Task statement => Reproduce the material starting with the line with "Scouting pass: put a marker on the woman's" and going on through the line with "[(209, 271)]", changing "marker" to "dot" and leaving everything else as it is.

Extracted information =>
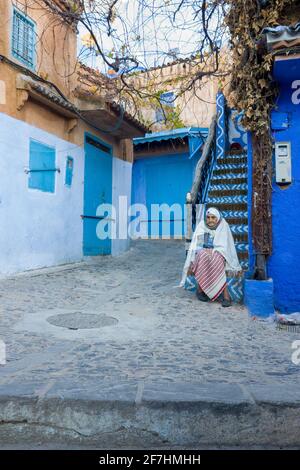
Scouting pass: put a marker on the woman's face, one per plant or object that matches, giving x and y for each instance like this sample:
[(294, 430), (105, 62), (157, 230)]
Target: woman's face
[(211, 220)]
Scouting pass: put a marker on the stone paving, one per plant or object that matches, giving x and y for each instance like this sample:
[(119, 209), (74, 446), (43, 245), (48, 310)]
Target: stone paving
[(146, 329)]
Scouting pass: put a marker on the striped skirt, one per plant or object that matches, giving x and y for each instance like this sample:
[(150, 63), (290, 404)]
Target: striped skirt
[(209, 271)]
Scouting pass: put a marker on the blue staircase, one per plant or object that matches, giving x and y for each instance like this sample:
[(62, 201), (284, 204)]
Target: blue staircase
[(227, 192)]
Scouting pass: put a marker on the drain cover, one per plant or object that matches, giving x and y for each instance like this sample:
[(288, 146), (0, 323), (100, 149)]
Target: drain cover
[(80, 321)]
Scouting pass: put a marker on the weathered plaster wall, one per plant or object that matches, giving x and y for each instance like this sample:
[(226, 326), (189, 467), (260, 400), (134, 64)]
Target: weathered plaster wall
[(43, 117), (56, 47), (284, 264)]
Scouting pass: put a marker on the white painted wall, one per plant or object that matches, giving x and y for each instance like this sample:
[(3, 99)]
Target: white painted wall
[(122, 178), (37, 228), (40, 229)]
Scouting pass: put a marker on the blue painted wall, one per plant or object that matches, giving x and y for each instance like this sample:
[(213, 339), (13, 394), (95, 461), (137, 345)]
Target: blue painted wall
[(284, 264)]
...
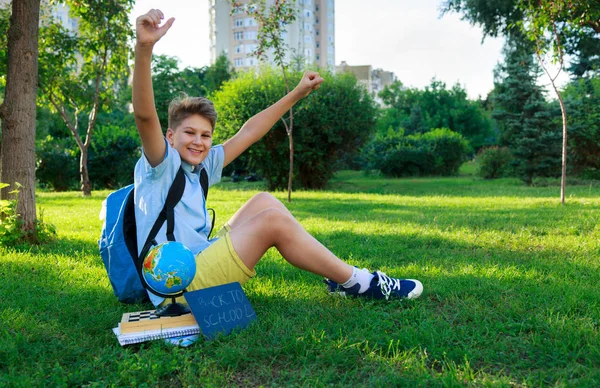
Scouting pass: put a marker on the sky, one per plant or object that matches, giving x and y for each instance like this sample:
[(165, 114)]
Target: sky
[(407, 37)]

Problem solution =>
Scouting pass: put a dot on the woman's face, one per plant or object that matches, giving x and y for each instance like this sample:
[(294, 430), (105, 62), (157, 230)]
Target: woman's face
[(211, 220)]
Scouting pass: put a dot on the stone paving, one per plant or object that matches, giving x and y for each instance like this sample:
[(119, 209), (74, 446), (43, 245), (48, 310)]
Target: stone paving
[(146, 329)]
Scouting pass: put a dot on the striped skirt, one per plant or object that matches, giving x and y for each instance like this sample:
[(150, 63), (290, 404)]
Target: striped skirt
[(209, 271)]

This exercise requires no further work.